**BRIEF**: Find each line below that contains the word "water" and copy those lines out in full.

**DATA**:

- - -

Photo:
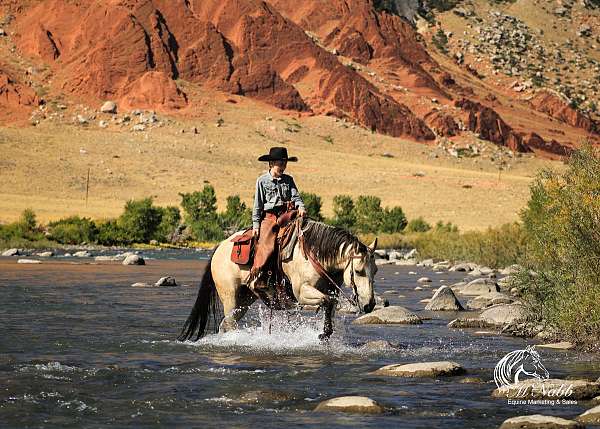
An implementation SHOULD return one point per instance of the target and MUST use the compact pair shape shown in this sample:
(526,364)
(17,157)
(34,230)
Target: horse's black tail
(206,310)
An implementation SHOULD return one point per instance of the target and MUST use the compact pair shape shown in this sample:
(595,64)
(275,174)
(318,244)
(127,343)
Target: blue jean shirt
(272,192)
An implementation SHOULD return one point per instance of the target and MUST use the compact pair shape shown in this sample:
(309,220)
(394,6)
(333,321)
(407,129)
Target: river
(79,347)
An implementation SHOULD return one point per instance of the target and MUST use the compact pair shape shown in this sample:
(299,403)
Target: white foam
(281,332)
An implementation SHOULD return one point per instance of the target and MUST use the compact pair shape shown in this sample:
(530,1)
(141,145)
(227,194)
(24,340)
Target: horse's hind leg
(235,307)
(328,324)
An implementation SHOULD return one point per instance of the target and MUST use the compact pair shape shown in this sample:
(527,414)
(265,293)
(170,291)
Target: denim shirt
(272,192)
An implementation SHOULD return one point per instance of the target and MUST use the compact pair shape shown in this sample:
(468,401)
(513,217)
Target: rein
(323,272)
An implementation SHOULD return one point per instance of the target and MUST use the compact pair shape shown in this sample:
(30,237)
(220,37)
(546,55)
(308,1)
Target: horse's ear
(373,245)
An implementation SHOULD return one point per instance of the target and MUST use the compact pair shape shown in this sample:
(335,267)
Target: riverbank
(78,336)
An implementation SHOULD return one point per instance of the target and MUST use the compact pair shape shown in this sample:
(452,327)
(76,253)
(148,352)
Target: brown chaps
(267,238)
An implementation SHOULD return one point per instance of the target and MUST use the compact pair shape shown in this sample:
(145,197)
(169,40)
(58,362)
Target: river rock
(421,369)
(82,254)
(109,107)
(140,284)
(167,281)
(470,322)
(513,269)
(591,416)
(463,267)
(444,300)
(537,421)
(377,346)
(487,300)
(549,389)
(563,345)
(134,260)
(351,404)
(479,287)
(11,252)
(503,314)
(262,396)
(389,315)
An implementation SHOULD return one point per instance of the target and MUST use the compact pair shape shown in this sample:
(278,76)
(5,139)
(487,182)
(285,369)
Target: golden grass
(42,168)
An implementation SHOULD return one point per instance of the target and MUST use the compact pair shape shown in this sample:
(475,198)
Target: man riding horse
(276,203)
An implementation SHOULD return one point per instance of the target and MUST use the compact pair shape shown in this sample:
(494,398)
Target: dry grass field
(45,167)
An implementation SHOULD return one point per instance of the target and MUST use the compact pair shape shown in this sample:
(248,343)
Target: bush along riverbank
(556,245)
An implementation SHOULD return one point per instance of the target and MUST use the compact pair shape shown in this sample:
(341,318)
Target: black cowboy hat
(278,154)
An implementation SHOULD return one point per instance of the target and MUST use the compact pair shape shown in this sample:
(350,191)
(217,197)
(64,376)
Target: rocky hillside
(456,74)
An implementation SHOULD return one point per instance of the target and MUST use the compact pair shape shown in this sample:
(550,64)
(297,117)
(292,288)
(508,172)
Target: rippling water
(80,347)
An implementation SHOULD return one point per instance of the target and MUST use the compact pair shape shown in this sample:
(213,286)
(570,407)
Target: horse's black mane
(325,241)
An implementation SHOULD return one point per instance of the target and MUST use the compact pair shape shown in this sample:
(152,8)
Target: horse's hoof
(324,337)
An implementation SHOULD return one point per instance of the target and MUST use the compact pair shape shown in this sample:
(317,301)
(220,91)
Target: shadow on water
(80,347)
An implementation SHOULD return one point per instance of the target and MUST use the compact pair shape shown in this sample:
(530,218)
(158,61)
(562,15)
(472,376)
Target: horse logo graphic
(519,364)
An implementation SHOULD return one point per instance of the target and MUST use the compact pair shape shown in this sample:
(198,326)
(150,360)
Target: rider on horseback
(276,202)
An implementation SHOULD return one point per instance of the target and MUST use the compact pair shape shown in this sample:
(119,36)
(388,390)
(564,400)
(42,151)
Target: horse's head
(360,273)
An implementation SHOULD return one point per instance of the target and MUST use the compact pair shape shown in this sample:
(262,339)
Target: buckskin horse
(323,258)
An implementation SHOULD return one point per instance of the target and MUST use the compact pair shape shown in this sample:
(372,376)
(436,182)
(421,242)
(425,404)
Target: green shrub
(73,230)
(140,220)
(418,225)
(562,224)
(199,205)
(495,247)
(110,233)
(312,203)
(393,220)
(170,219)
(368,213)
(343,212)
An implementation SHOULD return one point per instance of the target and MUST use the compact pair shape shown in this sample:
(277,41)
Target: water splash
(281,332)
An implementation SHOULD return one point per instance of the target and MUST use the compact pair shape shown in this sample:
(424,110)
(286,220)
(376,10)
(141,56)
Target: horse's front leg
(328,323)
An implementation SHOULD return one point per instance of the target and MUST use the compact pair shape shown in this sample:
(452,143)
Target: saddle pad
(243,248)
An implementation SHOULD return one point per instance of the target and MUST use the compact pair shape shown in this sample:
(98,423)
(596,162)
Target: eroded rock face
(16,100)
(550,388)
(133,52)
(554,106)
(351,404)
(487,123)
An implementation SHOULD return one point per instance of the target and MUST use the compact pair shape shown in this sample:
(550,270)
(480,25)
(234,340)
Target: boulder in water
(351,404)
(537,421)
(167,281)
(82,254)
(479,287)
(488,299)
(444,300)
(503,314)
(389,315)
(422,369)
(134,260)
(11,252)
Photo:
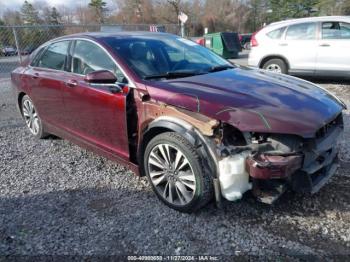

- - -

**EXERCISE ANSWER**:
Target: rippling water
Target: shadow on water
Target: water splash
Target: boulder in water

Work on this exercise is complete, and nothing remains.